Fragment do przeczytania:
━━━━━━
Skandal w Kanadzie. Chorej na depresję zaproponowano… eutanazję

Kanadyjka Kathrin Mentler doznała niesamowitego szoku, kiedy zgłosiła się po pomoc w związku ze swoją depresją, a zaoferowano jej… eutanazję. Wszystko działo się w szpitalu w Vancouver.

Przez wiele lat Mentler zmagała się z depresją, stanami lękowymi oraz trwałymi myślami samobójczymi. Ostatnio Centrum Oceny i Opieki w Szpitalu Ogólnym w Vancouver zaproponowało jej eutanazję jako opcję terapeutyczną.

– Tego dnia moim celem było zapewnienie sobie bezpieczeństwa. Myślałam o tym, żeby spróbować dostać się do szpitala, bo miałam kryzys – wyjaśnia. Kobieta powiedziała terapeucie, iż boi się, że “nigdy nie poczuje się lepiej”. Ujawniła również swoją historię chorób psychicznych i samookaleczeń.
━━━━━━
Zbiór danych:

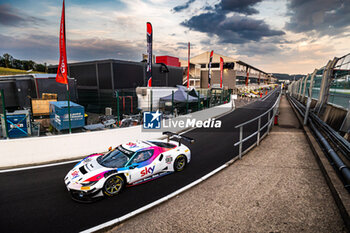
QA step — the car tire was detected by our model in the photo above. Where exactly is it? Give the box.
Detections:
[174,155,187,172]
[102,175,125,197]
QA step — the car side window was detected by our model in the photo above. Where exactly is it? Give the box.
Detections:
[131,150,153,164]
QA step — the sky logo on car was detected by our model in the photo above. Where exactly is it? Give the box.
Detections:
[72,171,79,179]
[141,166,155,177]
[143,110,162,129]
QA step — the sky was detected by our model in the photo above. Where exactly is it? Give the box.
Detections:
[0,0,350,74]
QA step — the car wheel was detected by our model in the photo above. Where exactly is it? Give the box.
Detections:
[174,155,187,172]
[103,175,125,196]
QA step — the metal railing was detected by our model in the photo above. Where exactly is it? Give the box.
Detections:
[234,88,282,159]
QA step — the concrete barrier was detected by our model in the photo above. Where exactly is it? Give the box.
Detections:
[0,99,233,168]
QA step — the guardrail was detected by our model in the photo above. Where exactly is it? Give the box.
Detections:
[234,88,282,159]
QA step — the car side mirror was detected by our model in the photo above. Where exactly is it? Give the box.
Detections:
[129,164,139,169]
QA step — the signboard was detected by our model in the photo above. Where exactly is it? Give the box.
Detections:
[0,90,8,138]
[0,90,5,114]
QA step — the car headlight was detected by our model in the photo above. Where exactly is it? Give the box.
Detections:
[81,180,98,187]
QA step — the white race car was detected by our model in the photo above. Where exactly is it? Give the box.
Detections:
[64,132,194,201]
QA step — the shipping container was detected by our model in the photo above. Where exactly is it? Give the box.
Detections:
[156,56,181,67]
[50,101,85,131]
[0,110,31,138]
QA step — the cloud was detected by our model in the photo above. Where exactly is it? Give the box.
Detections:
[173,0,196,12]
[236,43,282,57]
[0,4,42,26]
[285,0,350,35]
[215,0,262,15]
[0,34,144,62]
[181,12,285,44]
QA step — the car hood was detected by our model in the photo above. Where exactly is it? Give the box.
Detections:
[67,155,111,183]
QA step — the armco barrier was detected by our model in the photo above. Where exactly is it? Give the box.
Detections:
[0,98,233,168]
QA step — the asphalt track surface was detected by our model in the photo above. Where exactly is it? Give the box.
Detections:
[0,88,278,233]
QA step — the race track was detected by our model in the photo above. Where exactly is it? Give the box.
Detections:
[0,88,278,233]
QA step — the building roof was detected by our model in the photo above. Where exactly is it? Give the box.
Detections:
[191,51,237,64]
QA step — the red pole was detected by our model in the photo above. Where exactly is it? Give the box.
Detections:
[187,42,191,89]
[245,70,249,86]
[220,57,224,88]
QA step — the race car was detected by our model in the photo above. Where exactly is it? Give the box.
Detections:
[64,132,194,201]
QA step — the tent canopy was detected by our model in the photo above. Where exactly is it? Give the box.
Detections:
[160,89,198,103]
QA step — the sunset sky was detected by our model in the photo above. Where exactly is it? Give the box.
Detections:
[0,0,350,74]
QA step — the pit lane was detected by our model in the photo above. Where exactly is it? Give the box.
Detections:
[0,88,278,232]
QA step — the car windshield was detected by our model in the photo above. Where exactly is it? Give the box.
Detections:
[97,147,133,168]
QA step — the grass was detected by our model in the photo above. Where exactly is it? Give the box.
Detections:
[0,67,44,75]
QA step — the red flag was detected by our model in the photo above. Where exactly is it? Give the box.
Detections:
[56,0,68,84]
[146,22,153,87]
[208,50,214,88]
[187,42,190,89]
[220,57,224,88]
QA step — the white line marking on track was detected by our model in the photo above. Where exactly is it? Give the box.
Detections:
[0,159,81,173]
[81,164,228,233]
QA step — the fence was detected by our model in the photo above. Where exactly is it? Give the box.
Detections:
[234,88,282,159]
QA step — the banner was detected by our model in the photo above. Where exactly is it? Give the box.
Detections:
[56,0,68,84]
[220,57,224,88]
[208,50,214,88]
[146,22,153,87]
[187,42,190,89]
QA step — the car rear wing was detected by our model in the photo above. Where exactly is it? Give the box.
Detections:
[163,131,194,146]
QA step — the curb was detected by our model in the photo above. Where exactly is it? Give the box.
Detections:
[288,94,350,232]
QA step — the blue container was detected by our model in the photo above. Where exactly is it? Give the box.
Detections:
[6,110,31,138]
[50,101,85,131]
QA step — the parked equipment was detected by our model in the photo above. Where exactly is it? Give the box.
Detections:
[1,110,32,138]
[50,101,85,131]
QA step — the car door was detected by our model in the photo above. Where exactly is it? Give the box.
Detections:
[128,149,156,183]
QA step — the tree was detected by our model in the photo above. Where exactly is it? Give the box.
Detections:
[0,55,5,67]
[35,64,46,72]
[12,59,23,70]
[3,53,13,68]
━━━━━━
Zadanie 1: Przepisz tekst o Kathrin Mentler, zaczynając od słów „Kanadyjka Kathrin Mentler” i kończąc na słowach „jako opcję terapeutyczną.”, a przy tym zastąp „Vancouver” wyrazem „Toronto”.
Zadanie 2: Podejmij tekst o Kathrin Mentler i dopisz jego dalszy ciąg po ostatnim zdaniu.
Dane pochodzą z innego źródła niż tekst.

Rozwiązanie zadania 1:
Kanadyjka Kathrin Mentler doznała niesamowitego szoku, kiedy zgłosiła się po pomoc w związku ze swoją depresją, a zaoferowano jej… eutanazję. Wszystko działo się w szpitalu w Toronto.

Przez wiele lat Mentler zmagała się z depresją, stanami lękowymi oraz trwałymi myślami samobójczymi. Ostatnio Centrum Oceny i Opieki w Szpitalu Ogólnym w Toronto zaproponowało jej eutanazję jako opcję terapeutyczną.

Rozwiązanie zadania 2:
Powiedziano jej, że… system zdrowia psychicznego jest całkowicie przeciążony, nie ma wolnych łóżek w szpitalu, a najwcześniejsza data konsultacji z psychiatrą jest za trzy miesiące.

– Przychodzę tutaj, bo szukam pomocy, a ty mi mówisz, że nie ma ratunku! – powiedziała mężczyźnie. Wtedy ten zapytał ją, czy kiedykolwiek rozważała medycznie wspomagane samobójstwo – MAiD – (eutanazję). Mentler mówi, że była tym zszokowana i zniesmaczona, ponieważ przyszła do tego centrum doradczego w celu uzyskania pomocy, “a nie po zalecenia, jak się zabić”.

Śmierć zamiast leczenia

Mentler donosi, że jej konsultant wyjaśnił przebieg procedury Medically Assisted Dying (MAiD) i podkreślił, że wielu pacjentów ma w tej kwestii pytania. Dodatkowo, zaznaczył zachęcająco, że ci pacjenci, którzy podejmą decyzję o tej opcji, nie doznają cierpienia, ponieważ przed podaniem śmiertelnego zastrzyku podawane są im leki benzodiazepinowe, które działają przeciwlękowo, uspokajająco, nasennie i przeciwdrgawkowo.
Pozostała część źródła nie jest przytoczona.